[START Listed entries]

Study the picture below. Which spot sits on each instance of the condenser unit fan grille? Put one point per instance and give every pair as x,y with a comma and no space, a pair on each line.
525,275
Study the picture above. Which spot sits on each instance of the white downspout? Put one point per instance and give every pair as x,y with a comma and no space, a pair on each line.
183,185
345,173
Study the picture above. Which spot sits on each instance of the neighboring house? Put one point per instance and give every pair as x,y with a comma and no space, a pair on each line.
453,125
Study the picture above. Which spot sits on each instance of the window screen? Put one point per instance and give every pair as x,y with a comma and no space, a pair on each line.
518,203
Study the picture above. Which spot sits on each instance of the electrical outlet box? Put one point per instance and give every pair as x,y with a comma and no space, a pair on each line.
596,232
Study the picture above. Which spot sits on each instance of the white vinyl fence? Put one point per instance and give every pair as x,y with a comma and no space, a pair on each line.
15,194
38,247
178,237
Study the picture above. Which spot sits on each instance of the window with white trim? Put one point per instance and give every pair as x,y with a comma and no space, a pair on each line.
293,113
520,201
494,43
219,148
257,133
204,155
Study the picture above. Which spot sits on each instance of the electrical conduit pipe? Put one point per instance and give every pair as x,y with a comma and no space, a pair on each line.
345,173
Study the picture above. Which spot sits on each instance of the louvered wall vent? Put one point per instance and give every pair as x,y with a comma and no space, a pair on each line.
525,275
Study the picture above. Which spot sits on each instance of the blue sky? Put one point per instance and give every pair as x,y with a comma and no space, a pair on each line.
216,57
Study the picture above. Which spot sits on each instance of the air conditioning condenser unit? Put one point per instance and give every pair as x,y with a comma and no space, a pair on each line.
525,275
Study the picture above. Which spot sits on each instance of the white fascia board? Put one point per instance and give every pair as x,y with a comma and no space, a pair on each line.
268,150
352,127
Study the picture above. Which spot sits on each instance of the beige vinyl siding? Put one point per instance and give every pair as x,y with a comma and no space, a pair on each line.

[END Listed entries]
[START Listed entries]

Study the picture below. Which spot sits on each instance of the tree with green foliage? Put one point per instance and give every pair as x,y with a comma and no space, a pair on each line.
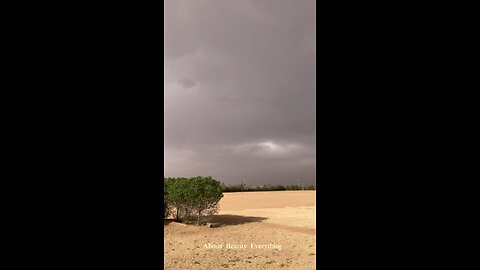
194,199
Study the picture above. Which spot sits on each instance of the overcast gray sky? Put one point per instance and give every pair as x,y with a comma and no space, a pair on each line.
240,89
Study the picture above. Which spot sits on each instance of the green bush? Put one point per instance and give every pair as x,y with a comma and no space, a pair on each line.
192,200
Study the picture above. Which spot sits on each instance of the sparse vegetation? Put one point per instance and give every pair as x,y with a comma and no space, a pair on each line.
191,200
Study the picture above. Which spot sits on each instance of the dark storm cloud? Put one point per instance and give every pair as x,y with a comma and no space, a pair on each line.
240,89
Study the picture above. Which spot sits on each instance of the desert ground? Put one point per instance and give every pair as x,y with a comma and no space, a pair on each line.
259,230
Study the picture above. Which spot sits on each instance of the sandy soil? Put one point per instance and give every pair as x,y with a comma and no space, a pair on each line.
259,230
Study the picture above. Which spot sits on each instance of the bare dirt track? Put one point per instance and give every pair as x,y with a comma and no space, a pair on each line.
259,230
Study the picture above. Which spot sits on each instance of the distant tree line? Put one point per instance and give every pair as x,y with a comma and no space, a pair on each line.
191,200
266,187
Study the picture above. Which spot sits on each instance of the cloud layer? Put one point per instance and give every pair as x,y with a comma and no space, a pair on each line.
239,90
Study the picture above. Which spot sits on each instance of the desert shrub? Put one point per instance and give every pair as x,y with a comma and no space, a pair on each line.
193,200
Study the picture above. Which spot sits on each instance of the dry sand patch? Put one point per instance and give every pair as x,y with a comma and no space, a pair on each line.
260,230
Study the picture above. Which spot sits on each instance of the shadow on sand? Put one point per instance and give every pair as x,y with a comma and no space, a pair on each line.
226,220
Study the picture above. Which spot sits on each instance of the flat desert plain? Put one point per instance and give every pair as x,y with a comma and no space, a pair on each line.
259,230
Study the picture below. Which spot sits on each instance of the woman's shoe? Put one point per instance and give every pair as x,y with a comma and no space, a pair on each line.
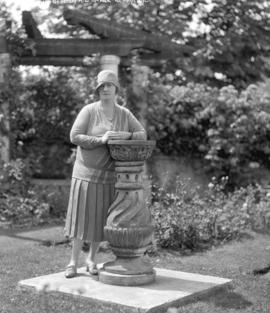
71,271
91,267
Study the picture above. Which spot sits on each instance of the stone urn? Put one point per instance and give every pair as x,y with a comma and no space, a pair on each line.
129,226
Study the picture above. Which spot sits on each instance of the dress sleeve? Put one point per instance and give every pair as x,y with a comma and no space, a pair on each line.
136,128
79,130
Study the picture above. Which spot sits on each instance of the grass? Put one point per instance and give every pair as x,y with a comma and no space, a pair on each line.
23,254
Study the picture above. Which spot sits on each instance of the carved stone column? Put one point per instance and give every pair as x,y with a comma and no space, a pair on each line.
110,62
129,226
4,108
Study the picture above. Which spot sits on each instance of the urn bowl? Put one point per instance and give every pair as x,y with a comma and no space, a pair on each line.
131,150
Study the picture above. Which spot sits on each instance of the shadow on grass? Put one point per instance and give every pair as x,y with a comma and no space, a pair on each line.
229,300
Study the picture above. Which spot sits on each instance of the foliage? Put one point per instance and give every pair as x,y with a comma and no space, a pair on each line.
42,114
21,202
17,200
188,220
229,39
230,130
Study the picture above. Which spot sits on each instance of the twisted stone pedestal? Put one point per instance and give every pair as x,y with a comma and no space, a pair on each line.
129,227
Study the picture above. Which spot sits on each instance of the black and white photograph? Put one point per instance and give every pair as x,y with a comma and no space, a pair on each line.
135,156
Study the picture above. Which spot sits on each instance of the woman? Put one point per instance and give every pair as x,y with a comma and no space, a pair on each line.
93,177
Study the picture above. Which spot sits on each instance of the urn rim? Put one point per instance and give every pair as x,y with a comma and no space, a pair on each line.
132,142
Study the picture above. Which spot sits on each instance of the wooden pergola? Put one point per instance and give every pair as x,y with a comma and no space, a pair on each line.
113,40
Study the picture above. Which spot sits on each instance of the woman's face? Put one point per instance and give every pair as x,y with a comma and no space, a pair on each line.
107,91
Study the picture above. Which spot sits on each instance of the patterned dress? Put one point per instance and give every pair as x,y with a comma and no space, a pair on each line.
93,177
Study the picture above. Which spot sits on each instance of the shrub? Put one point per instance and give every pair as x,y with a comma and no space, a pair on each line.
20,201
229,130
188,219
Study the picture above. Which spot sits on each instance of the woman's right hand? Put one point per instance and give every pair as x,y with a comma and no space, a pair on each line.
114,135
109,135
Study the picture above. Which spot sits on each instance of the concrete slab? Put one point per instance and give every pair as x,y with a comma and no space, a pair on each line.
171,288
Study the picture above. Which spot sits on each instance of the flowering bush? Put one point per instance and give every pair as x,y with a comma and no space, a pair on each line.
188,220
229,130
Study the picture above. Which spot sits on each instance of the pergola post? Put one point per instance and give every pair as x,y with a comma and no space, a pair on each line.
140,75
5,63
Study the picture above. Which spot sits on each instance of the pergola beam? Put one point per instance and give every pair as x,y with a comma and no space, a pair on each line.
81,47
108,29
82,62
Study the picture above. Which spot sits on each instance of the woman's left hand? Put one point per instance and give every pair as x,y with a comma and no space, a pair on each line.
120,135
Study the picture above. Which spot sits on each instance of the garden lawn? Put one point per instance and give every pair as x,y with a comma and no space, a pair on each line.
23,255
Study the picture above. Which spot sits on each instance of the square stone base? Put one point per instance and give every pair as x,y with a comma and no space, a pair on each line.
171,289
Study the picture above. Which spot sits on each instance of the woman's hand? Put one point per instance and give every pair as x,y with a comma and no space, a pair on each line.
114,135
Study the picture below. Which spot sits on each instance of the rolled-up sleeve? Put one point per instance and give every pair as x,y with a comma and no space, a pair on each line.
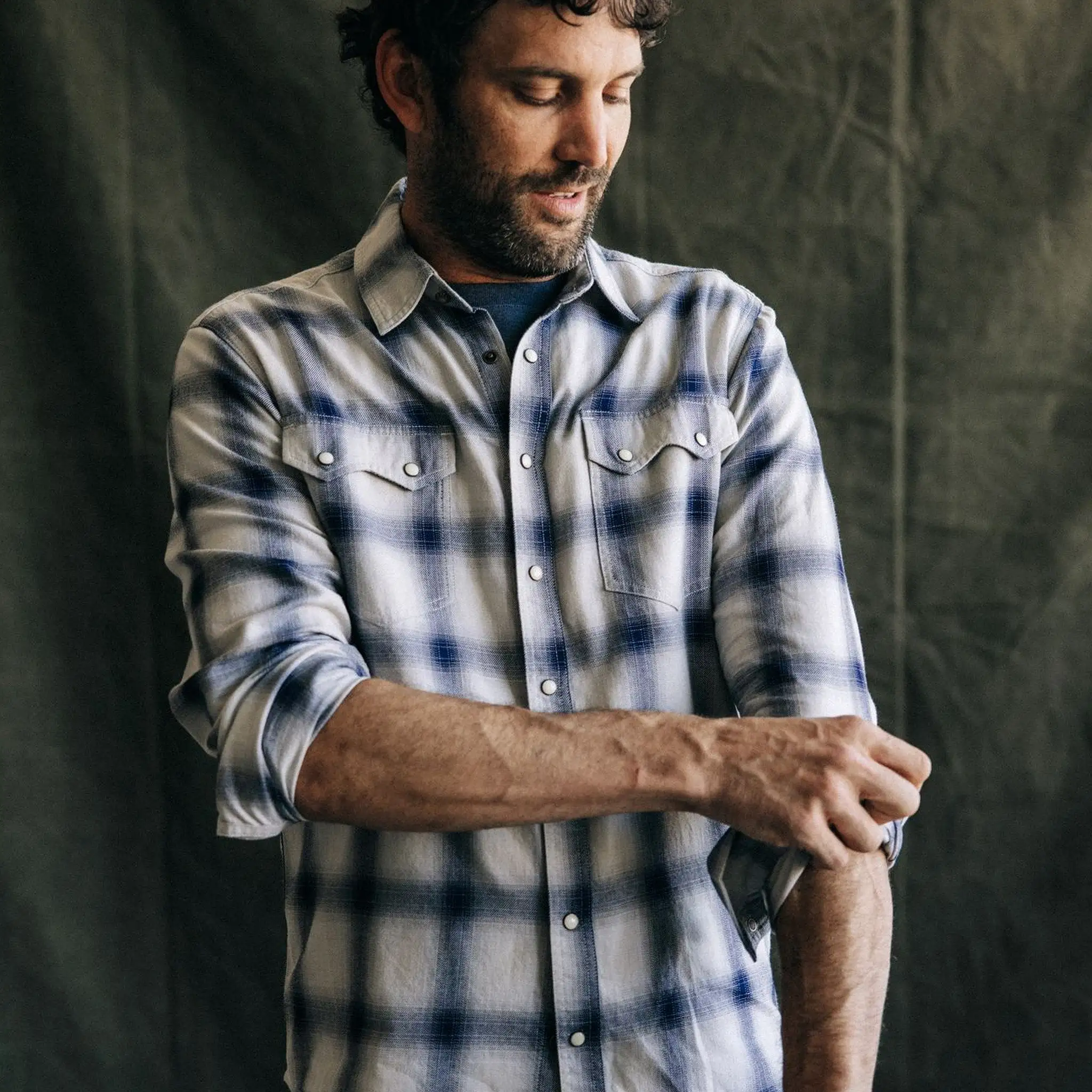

[END Listed entries]

**Exercise description:** Revise everything in the material from the line containing "of the louvered" down to the line containing "of the beige", swapping "blue sky" for "clear sky" and keeping all else the same. Return only those lines.

**Exercise response:**
Study the picture above. Which spot sits on each instance of the louvered wall vent? Put one point per instance and give every pair as x,y with a comma and no space, a pair on each line.
525,275
Study the picture above. Which spot sits on each instance of the clear sky? Put one point per instance and give every pair as x,y with a comma and no space, a pair on each line.
216,57
Study the picture above. Which spot sits on each instance of the air conditioning condenser unit? Put one point per instance and give every pair as x,y with a comma and no space, a pair on each line.
525,275
Study the picture above. Which spot sits on each instance of the white fascia board? Put one point per instance and give every pair as x,y with a comma and no space, a pair on each line.
268,150
352,127
Study the picture above. Which spot sits on each instance of the beige vinyl siding? Put one point per instance and give every pair as x,y with a comma and no space, a pair on each line.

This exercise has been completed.